EXERCISE REQUIREMENTS:
Which lines in the records below contain the word "brown"? Pull out each such line and copy it in full.

EXTRACTED ENTRIES:
begin

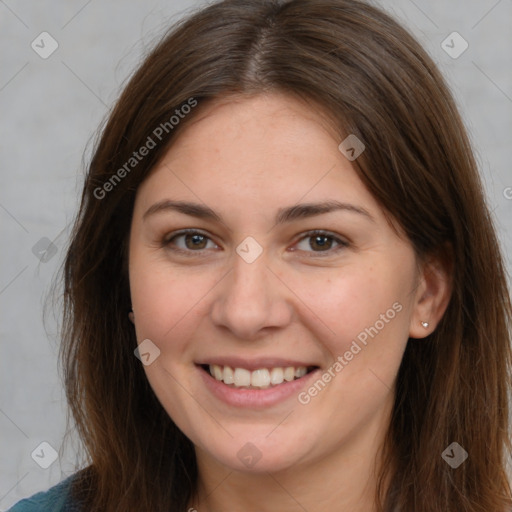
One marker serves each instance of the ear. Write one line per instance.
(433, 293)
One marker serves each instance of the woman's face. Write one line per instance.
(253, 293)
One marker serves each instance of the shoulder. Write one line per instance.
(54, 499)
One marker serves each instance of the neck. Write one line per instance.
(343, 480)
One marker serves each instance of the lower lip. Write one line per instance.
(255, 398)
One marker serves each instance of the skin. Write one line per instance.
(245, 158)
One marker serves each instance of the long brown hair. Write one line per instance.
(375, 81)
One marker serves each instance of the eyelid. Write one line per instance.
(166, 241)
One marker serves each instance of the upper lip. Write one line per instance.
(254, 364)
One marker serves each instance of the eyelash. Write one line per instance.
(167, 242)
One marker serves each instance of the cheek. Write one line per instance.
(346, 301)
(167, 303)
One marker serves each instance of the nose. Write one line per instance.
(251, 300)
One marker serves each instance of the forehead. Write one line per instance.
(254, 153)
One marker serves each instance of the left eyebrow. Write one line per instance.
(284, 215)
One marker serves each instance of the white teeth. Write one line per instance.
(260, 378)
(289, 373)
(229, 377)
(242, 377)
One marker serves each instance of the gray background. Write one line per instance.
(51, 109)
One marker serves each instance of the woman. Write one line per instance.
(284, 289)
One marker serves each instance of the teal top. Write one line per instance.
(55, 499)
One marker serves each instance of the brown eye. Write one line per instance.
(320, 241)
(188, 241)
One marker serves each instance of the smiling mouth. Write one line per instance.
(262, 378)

end
begin

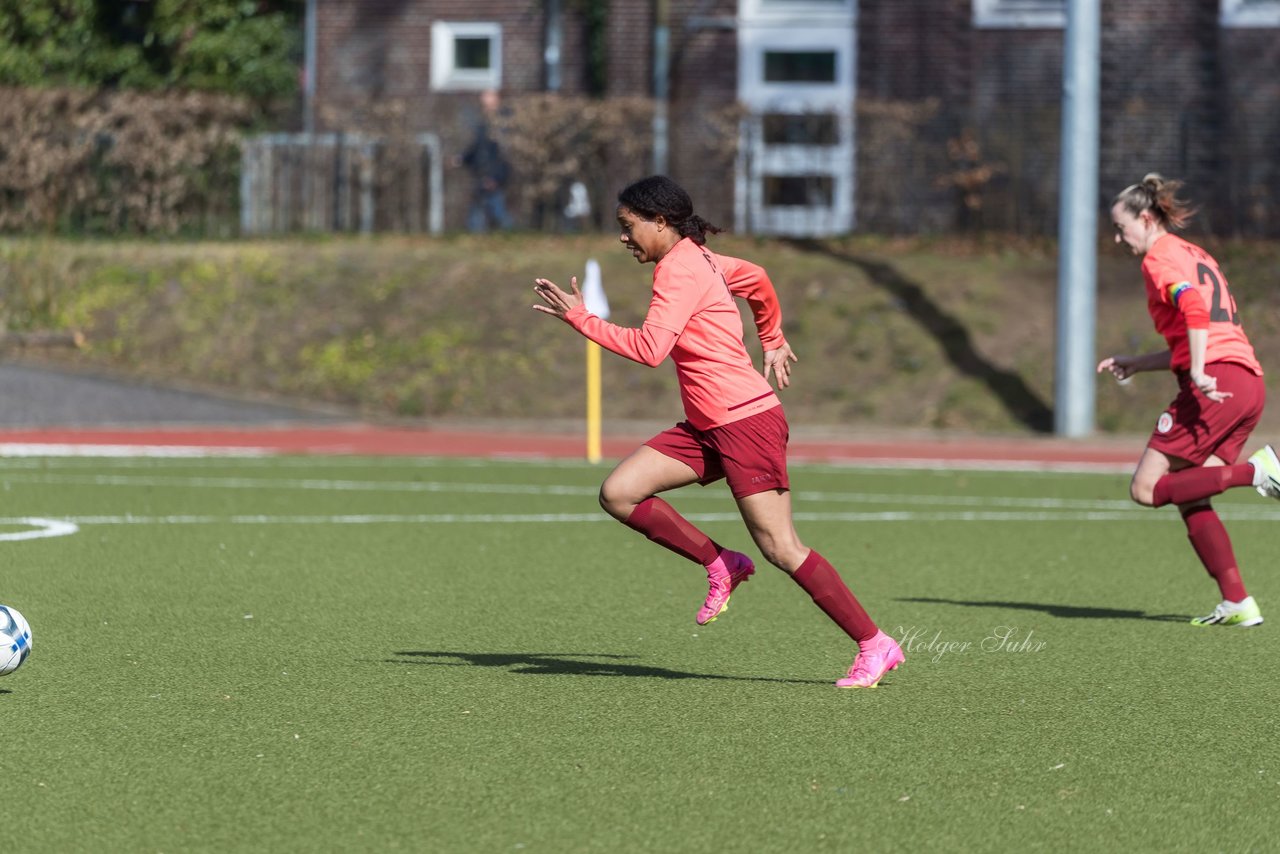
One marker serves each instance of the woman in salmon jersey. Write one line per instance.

end

COMPLETE ANSWER:
One marker serves each instance of the long brown hair. Write one line per instance.
One marker serves each instance of the brown eye. Write one line per instance.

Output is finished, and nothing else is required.